REQUIREMENT:
Transcribe the full listing so that each line reads as it does in the original.

INFORMATION:

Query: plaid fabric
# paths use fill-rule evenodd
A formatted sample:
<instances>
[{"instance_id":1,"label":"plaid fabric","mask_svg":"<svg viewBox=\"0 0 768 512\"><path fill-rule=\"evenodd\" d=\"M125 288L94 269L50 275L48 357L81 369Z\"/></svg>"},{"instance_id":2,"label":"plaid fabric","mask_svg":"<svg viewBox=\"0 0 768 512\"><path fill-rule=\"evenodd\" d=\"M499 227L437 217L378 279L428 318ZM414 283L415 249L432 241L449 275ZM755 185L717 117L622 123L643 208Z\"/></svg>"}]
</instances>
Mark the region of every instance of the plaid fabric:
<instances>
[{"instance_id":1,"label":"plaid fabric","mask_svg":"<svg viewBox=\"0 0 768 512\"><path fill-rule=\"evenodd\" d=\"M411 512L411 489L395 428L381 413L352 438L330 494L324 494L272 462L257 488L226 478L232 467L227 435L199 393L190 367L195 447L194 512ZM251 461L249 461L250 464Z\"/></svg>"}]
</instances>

COMPLETED EXERCISE:
Query: plaid fabric
# paths use fill-rule evenodd
A formatted sample:
<instances>
[{"instance_id":1,"label":"plaid fabric","mask_svg":"<svg viewBox=\"0 0 768 512\"><path fill-rule=\"evenodd\" d=\"M125 288L94 269L50 275L48 357L81 369Z\"/></svg>"},{"instance_id":2,"label":"plaid fabric","mask_svg":"<svg viewBox=\"0 0 768 512\"><path fill-rule=\"evenodd\" d=\"M499 227L437 217L378 279L428 318ZM414 283L415 249L432 241L449 275ZM755 185L717 117L622 123L643 208Z\"/></svg>"}]
</instances>
Mark the region of every instance of the plaid fabric:
<instances>
[{"instance_id":1,"label":"plaid fabric","mask_svg":"<svg viewBox=\"0 0 768 512\"><path fill-rule=\"evenodd\" d=\"M411 512L411 489L395 428L381 413L352 438L330 494L324 494L272 462L257 488L226 478L232 467L227 435L199 393L190 367L195 447L194 512ZM251 461L249 461L250 464Z\"/></svg>"}]
</instances>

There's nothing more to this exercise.